▸ **WAS ZU TUN IST**
a: Für welches Datum wurde laut dem Text über die Atomgespräche mit dem Iran ein weiteres Treffen in Bagdad vereinbart?
b: Geben Sie aus dem Text über die Atomgespräche mit dem Iran alles von „Ashton lobte die“ bis hinunter zu „Atomenergie vollständig achte.“ wortgetreu wieder.

▸ **VORLIEGENDER TEXT**
· · · · ·
Istanbul - Nach langem Nervenkrieg wird im riskanten Streit um das iranische Atomprogramm wieder offiziell verhandelt. Vertreter des Irans und der Weltgemeinschaft einigten sich am Samstag in Istanbul auf eine Fortsetzung ihrer Gespräche. Für den 23. Mai sei ein weiteres Treffen in der irakischen Hauptstadt Bagdad vereinbart worden, sagte die EU-Außenbeauftragte Catherine Ashton nach der ersten Gesprächsrunde in Istanbul.

Ashton lobte die Zusammenkunft zwischen Teheran und der 5+1-Gruppe, den fünf Vetomächten im UNO-Sicherheitsrat (USA, Russland, China, Frankreich und Großbritannien) und Deutschland als "konstruktiv und nützlich". Es war das erste Treffen dieser Art seit mehr als einem Jahr. Jetzt gehe es darum, bis zum Bagdader Treffen weiter gegenseitiges Vertrauen zu schaffen. Ziel sei nun, den Streit um das iranische Atomprogramm "Schritt für Schritt" beizulegen. Grundlage der Gespräche solle der Atomwaffensperrvertrag sein, wobei die 5+1-Gruppe das Recht des Irans auf die friedliche Nutzung der Atomenergie vollständig achte.

"Positive Atmosphäre"

Der iranische Chefunterhändler Saaed Jalili sagte, er habe Fortschritte in den Gesprächen über das Nuklearprogramm beobachten können. Es habe Meinungsverschiedenheiten gegeben, aber die Punkte, in denen man Einigkeit erzielte, seien wichtiger gewesen, so Jalili. Irans Forderung nach einer Entschärfung der Sanktionen sollte jedenfalls eines der Themen der Kooperation sein, erklärte er. Die EU hatte im Jänner unter anderem beschlossen, ihre Öleinfuhren aus dem Iran spätestens bis zum 1. Juli zu stoppen.
· · · · ·
▸ **Einträge zur Ortsbestimmung**
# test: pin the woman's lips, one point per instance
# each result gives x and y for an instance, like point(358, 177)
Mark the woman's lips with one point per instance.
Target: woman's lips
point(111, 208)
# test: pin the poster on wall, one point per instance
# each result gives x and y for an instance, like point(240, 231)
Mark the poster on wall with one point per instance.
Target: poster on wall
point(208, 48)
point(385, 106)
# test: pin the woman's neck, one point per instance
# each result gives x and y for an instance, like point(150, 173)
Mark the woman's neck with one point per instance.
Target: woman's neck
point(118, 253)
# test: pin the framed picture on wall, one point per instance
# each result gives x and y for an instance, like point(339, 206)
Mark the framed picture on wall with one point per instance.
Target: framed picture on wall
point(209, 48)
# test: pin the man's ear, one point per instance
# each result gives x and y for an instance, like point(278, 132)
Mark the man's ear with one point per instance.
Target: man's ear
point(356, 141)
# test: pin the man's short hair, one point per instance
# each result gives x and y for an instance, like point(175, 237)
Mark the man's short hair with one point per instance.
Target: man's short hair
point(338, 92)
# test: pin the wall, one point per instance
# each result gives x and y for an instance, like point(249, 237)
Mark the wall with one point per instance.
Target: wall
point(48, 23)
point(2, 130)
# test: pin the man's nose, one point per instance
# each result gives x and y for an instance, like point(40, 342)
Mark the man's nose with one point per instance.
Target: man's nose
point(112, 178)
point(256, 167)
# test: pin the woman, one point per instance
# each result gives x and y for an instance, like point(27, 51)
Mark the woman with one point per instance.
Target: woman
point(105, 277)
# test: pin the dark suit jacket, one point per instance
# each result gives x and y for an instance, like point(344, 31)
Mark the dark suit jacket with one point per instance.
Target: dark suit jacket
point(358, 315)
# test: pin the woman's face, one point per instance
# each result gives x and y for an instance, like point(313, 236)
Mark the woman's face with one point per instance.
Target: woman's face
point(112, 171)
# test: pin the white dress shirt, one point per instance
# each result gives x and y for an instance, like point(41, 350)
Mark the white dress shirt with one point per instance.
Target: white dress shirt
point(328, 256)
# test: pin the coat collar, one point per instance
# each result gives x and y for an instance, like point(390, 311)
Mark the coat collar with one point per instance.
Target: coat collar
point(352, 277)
· · · · ·
▸ **SCHRIFTLICHE ANTWORTEN**
a: Für den 23. Mai.

b:
Ashton lobte die Zusammenkunft zwischen Teheran und der 5+1-Gruppe, den fünf Vetomächten im UNO-Sicherheitsrat (USA, Russland, China, Frankreich und Großbritannien) und Deutschland als "konstruktiv und nützlich". Es war das erste Treffen dieser Art seit mehr als einem Jahr. Jetzt gehe es darum, bis zum Bagdader Treffen weiter gegenseitiges Vertrauen zu schaffen. Ziel sei nun, den Streit um das iranische Atomprogramm "Schritt für Schritt" beizulegen. Grundlage der Gespräche solle der Atomwaffensperrvertrag sein, wobei die 5+1-Gruppe das Recht des Irans auf die friedliche Nutzung der Atomenergie vollständig achte.